● **Task objective**:
How many of the lines below hold the word "sand"? Answer only with the number.

Image point grounding data:
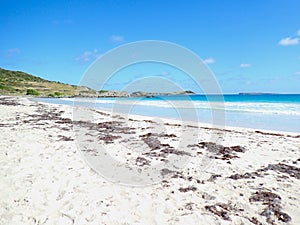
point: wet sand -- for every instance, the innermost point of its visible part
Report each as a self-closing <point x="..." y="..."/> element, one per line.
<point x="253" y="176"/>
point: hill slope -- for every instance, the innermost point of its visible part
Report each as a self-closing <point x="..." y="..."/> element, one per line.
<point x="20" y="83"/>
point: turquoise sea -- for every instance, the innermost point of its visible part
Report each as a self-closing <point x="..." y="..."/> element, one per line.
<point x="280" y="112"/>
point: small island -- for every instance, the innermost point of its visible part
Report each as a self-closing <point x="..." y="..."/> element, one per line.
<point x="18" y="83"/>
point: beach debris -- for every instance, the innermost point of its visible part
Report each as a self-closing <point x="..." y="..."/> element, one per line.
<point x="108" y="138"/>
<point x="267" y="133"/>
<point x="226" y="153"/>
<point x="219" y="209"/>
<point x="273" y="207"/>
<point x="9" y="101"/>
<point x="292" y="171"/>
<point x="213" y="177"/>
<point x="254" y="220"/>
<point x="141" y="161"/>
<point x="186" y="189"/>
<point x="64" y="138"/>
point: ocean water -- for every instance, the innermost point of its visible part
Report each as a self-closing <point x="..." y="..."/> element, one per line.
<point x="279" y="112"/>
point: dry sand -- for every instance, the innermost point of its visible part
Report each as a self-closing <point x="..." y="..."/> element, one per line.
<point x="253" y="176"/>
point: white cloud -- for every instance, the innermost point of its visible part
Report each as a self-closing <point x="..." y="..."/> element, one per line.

● **Result for this exercise**:
2